--- start Article ---
JR: Zero, but it works as a storyline.
DCist: Would the fourth oboe even make that much of a difference?
JM: As a non-oboist, I figure I have better perspective on that question. We all absolutely would. The scene where Hailey blows her part in the Mahler? We would all hear that. They wouldn’t change the repertoire because of it, though; that would be ridiculous.
DCist: The principal oboist, who is half mentor, half enemy to Hailey, charges her $400 a hour for a lesson. That seems really high.
JM: $250 is the max, though I’ve heard of famous people charging a lot.
JR: It’s not very common and they usually charge that much because they want to be left alone.
DCist: In one dramatic scene, the soloist walks out in the middle of playing and violinist Warren Boyd (Joel Bernstein) plays her part without prior rehearsal. And in another, Rodrigo spontaneously has the orchestra play Tchaikovsky’s “1812 Overture” in an abandoned lot. Could you actually do that on a moment’s notice?
JR: Just to play the 1812 Orchestra without rehearsing? Not a problem.
JM: Except they didn’t have sheet music. It would be unrealistic to expect that people would have a piece like that memorized at a moment’s notice. With sheet music, though, yes. We have to play with very few rehearsals all the time.
DCist: One of the characters, drolly known as Union Bob, is constantly reminding the conductor about mandated bathroom and other breaks. Does the head of your union have the power to hold your conductor in check like that?
JM: Most conductors are pretty respectful of our time, and it’s tiring for them to be up on the podium too, so they also need breaks. In the NSO, if the conductor is either getting really close to the end of the rehearsal or going too long before a break, our personnel manager, who is a member of our professional management and does not play in the orchestra, will hover at the edge of the stage for maybe 30 seconds and then gradually walk closer and closer until the maestro can’t really do anything but stop. It’s very civilized. But it’s different for different symphonies.
--- end Article ---
--- start Supplied material ---
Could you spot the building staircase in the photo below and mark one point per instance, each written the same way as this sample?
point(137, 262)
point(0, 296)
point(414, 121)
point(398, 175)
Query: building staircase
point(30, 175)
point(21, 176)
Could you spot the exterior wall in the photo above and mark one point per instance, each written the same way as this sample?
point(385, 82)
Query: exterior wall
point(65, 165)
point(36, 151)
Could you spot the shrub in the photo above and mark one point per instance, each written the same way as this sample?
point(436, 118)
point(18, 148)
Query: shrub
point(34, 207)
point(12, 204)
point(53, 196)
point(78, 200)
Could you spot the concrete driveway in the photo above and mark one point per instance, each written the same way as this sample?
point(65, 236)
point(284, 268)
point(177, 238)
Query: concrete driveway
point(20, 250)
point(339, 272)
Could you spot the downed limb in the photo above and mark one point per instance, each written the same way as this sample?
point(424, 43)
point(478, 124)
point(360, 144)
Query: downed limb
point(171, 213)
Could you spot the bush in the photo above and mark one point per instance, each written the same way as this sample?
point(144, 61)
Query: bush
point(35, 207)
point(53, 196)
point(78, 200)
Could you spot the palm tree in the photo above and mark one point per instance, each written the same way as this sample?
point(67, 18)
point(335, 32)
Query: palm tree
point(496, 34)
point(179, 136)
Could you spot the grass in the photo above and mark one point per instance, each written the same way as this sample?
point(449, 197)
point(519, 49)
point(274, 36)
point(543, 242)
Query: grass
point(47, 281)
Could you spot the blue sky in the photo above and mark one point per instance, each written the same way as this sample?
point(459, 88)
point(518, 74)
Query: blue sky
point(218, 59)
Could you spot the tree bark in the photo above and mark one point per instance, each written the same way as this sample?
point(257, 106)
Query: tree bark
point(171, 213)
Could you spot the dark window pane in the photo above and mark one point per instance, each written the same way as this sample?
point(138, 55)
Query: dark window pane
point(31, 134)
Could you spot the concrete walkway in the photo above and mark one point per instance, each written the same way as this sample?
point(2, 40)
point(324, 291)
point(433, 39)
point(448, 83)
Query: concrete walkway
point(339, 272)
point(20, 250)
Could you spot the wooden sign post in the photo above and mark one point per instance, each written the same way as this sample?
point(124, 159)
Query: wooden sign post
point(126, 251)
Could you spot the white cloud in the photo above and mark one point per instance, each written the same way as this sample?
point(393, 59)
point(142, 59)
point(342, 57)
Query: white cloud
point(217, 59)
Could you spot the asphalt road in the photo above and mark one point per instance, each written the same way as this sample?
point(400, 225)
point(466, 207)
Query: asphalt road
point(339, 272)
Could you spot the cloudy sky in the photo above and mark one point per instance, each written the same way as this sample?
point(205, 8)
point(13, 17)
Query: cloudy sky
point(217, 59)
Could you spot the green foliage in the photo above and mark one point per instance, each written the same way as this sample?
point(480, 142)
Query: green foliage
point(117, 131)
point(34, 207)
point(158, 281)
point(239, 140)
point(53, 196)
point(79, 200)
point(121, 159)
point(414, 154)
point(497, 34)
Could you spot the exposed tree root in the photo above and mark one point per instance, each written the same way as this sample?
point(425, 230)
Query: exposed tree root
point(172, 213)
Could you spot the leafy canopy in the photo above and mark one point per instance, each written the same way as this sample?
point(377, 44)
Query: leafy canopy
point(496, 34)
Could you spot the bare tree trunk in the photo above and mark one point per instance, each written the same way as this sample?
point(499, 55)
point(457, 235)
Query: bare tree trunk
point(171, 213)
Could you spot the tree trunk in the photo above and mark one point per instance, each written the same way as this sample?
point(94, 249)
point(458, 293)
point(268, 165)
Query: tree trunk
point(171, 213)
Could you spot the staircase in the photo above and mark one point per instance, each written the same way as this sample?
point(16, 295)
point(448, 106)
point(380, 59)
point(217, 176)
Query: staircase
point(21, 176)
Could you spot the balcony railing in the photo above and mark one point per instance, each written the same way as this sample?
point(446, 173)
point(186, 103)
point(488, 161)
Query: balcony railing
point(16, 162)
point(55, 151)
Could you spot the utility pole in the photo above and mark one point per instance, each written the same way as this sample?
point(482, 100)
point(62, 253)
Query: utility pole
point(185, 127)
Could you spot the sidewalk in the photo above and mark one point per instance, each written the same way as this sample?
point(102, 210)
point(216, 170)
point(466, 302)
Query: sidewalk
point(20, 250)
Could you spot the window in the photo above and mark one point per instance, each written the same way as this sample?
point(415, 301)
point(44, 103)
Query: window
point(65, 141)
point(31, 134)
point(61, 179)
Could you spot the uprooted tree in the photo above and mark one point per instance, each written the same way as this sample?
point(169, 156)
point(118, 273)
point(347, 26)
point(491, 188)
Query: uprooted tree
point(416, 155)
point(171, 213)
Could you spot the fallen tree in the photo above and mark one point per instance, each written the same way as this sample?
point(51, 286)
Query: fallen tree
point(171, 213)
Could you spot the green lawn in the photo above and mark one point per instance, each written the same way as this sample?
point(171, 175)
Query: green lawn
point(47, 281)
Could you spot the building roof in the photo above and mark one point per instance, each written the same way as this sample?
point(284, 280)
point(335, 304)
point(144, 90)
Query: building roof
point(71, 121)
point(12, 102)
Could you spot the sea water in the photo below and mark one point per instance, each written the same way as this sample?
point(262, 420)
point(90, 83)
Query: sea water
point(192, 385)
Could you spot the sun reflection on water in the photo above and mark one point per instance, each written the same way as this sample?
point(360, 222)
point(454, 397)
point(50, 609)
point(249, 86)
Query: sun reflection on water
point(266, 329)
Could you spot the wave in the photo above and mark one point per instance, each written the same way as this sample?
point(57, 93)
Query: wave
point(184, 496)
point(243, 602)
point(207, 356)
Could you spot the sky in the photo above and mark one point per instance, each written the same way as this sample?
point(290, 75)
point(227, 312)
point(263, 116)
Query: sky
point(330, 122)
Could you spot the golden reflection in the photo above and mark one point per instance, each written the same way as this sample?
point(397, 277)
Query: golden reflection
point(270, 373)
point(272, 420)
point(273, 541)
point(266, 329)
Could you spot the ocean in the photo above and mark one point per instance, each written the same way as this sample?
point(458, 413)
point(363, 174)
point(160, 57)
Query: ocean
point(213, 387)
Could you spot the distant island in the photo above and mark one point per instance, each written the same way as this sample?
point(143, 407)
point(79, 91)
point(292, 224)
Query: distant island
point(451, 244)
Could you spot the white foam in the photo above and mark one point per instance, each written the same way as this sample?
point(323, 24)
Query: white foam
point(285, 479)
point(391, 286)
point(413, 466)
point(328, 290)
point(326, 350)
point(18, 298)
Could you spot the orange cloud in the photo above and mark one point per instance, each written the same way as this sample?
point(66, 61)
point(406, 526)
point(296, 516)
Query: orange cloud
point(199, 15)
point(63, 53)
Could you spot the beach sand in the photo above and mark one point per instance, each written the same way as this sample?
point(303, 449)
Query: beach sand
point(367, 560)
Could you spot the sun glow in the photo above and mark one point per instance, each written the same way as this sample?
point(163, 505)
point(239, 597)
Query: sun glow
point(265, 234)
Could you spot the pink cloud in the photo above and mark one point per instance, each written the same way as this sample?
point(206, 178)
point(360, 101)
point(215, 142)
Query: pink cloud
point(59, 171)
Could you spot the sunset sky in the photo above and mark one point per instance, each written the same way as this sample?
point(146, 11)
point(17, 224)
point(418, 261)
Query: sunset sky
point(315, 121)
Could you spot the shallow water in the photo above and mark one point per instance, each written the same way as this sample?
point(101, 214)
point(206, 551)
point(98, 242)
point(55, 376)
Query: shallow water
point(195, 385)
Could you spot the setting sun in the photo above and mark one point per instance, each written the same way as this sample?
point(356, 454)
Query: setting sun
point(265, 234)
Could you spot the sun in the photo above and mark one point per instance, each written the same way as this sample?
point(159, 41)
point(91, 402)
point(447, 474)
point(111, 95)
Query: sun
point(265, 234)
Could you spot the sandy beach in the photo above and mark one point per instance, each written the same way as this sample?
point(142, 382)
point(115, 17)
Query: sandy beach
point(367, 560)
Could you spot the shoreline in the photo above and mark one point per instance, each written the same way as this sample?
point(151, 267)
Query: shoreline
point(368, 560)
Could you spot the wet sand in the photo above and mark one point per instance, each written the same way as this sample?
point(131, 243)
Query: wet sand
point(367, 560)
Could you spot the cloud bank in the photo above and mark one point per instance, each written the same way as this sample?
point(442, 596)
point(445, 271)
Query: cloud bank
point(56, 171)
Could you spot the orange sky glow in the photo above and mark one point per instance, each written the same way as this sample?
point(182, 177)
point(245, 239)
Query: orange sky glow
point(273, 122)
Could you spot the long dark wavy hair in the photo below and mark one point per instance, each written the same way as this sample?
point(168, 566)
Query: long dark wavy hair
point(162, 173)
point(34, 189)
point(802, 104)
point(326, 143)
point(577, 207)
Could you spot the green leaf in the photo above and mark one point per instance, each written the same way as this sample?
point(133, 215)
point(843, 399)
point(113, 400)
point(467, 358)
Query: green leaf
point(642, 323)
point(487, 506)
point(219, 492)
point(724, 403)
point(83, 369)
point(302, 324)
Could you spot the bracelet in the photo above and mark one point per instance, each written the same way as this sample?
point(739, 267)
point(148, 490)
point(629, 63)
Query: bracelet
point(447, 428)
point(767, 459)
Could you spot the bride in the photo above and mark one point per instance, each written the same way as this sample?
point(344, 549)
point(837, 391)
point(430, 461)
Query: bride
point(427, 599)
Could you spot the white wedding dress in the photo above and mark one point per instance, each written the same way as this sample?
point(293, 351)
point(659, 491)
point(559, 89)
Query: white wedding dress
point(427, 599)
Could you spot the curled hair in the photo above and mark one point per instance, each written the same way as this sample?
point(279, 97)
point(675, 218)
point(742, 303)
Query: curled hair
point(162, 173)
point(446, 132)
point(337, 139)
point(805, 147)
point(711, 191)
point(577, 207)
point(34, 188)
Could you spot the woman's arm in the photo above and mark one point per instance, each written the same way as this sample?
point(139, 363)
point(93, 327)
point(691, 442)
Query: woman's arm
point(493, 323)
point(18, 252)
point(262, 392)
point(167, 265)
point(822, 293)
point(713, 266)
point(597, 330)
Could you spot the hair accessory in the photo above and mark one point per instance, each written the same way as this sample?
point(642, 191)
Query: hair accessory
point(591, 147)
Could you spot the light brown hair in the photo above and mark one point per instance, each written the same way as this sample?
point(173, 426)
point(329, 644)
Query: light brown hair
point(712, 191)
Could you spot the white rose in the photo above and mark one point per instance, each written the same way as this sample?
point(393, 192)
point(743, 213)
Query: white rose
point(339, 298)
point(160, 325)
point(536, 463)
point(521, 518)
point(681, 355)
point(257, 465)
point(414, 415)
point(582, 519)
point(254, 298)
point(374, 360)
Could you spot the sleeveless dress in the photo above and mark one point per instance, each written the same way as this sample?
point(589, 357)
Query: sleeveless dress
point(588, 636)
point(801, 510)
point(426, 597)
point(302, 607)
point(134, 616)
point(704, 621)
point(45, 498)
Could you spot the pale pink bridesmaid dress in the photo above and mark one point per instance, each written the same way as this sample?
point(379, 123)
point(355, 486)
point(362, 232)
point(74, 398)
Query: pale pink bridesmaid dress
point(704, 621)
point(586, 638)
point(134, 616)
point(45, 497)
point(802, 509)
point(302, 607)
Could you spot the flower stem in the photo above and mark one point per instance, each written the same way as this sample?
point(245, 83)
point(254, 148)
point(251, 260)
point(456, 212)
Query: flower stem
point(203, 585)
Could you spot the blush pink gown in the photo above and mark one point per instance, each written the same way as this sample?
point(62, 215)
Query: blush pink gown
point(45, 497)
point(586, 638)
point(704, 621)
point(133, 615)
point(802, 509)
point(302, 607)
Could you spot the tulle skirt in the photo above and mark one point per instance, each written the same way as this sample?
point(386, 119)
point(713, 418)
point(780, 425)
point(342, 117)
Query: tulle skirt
--- end Supplied material ---
**Stated problem 1**
Reproduce the orchestra interview between "DCist: Would the" and "seems really high.", inclusive, renaming "Mahler" as "Brahms".
**Stated problem 2**
Go on with the interview about orchestra life from its last line.

**Right answer 1**
DCist: Would the fourth oboe even make that much of a difference?
JM: As a non-oboist, I figure I have better perspective on that question. We all absolutely would. The scene where Hailey blows her part in the Brahms? We would all hear that. They wouldn’t change the repertoire because of it, though; that would be ridiculous.
DCist: The principal oboist, who is half mentor, half enemy to Hailey, charges her $400 a hour for a lesson. That seems really high.

**Right answer 2**
DCist: In the second season, Boyd fakes having his violin stolen to collect the insurance money. Would that ever happen?
JR: I really hated that.
JM: People are too attached to their own individual instruments. Besides, if you’re going to buy an instrument and expect it to retain its value, it has to have an established provenance. The black market is an entirely different thing entirely.
DCist: Some viewers found it unrealistic that Hailey would practice five hours a day. According to one blogger: “It’s a physical thing – your embouchure would go to pieces if you did that (and your brain would explode because of the constant pressure).” What would be an accurate number of hours of practice in the day of a professional oboe player?
JM: It’s actually not outside the realm of feasibility. I don’t know what it’s like for woodwinds as much. What would you say?
JR: I would say five hours a day of practice and reed making combined, at least. I would tell that person they just need to use their corners.
DCist: This is actually one of the main takeaways I got from Blair Tindall’s book, that being an oboist doesn’t just involve being a woodwind player but also woodworker of sorts, as you have to make your own reeds. Does that drive a lot of people away from playing the oboe?
JM: Every instrument has the “do you really want to take that way with your life” aspect, Like with the viola, if you say, you could never play the melody for the rest of your life, can you deal with that?
DCist: So what drew you to the viola?
JM: I like to be the glue, I like to be the middle, and no one else in my family played it.
DCist: And what drew you to the oboe?
JR: I don’t know, it just came to me. My hands are big enough for the 4th grade music teacher to give it to me. Also, Peter and the Wolf, that was the first record my parents had that I listened to.
DCist: In the book, Blair describes a hostile world where her advancement was entirely dependent on using her relationships to her gain, and Hailey faces quite a bit of adversity as she tries to fit in with the main orchestra as well.
JM: That happens a lot more with substitutes and giggers, and Blair relied on relationships with people to have more opportunities. When you’re a member of an orchestra, that’s not an issue anymore, but then again, you have people you like to play chamber music or that you’re hanging out with. It doesn’t feel as cutthroat.
DCist: One of the most tragic moments of Tindall’s memoir is that because she had a bad reed on the day she auditioned to be a part of the New York Philharmonic, she lost her once-in-a-lifetime chance to be a permanent member of an orchestra she had spent ten years substituting for. Does the fate of your future often come down to how you perform on a given day?
JR: Yeah, it’s just awful.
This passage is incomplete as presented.